任务说明 -
从下面的材料里挑出所有带有“Detect”这个词的行，一行一行抄下来。

练习材料 -
◇ ◇ ◇ ◇ ◇ ◇ ◇

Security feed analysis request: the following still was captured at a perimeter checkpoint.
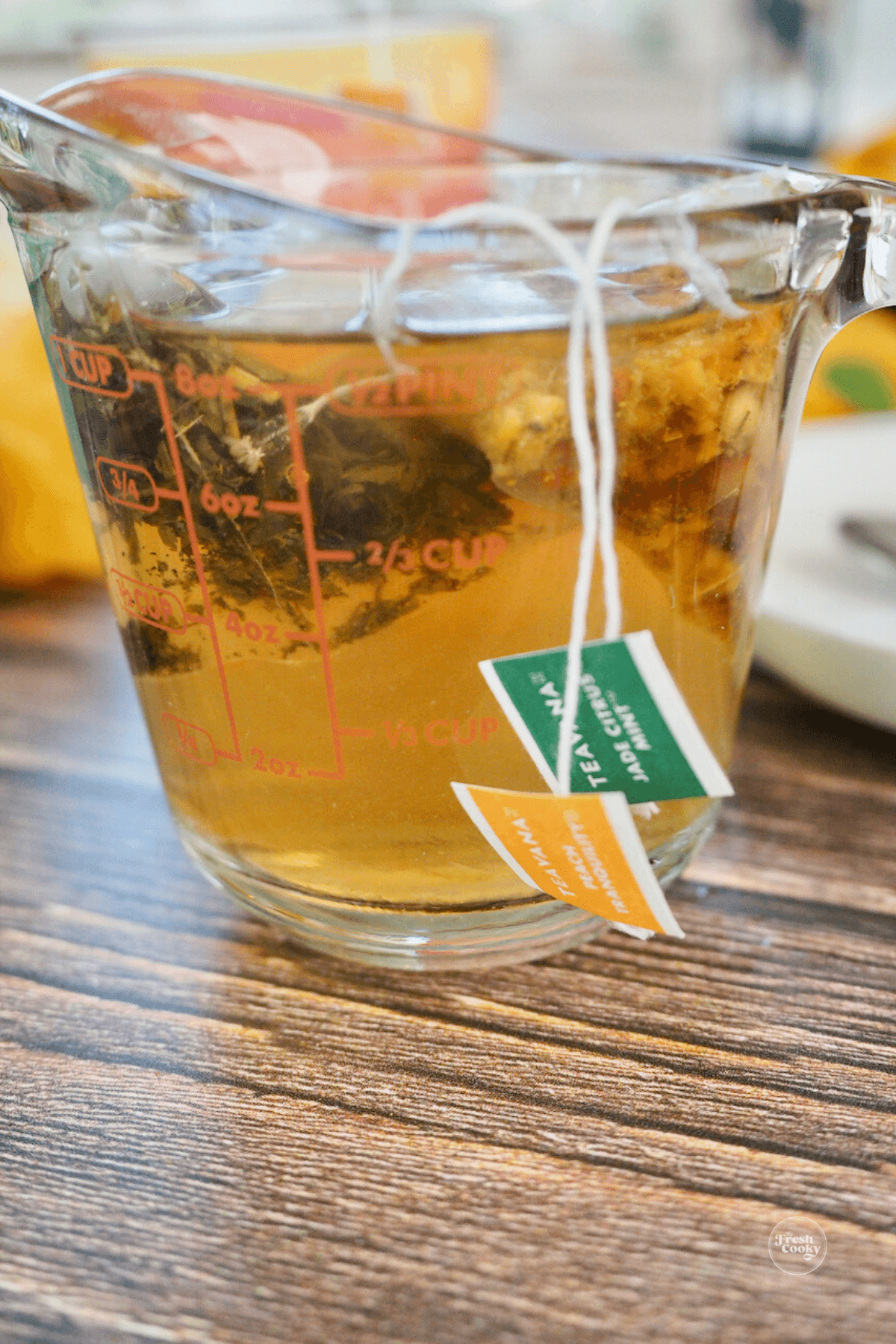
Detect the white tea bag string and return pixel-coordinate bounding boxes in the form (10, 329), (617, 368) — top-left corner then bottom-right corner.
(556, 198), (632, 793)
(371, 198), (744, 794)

◇ ◇ ◇ ◇ ◇ ◇ ◇

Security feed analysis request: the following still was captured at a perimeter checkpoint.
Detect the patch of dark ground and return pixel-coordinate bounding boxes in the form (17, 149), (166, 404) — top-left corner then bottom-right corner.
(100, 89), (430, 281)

◇ ◇ ◇ ◇ ◇ ◇ ◇

练习作答 -
Detect the white tea bag string and return pixel-coordinate bounding boxes in the form (10, 329), (617, 368) — top-left corner then bottom-right corner.
Detect the patch of dark ground and return pixel-coordinate bounding boxes in the form (17, 149), (166, 404) — top-left corner then bottom-right corner.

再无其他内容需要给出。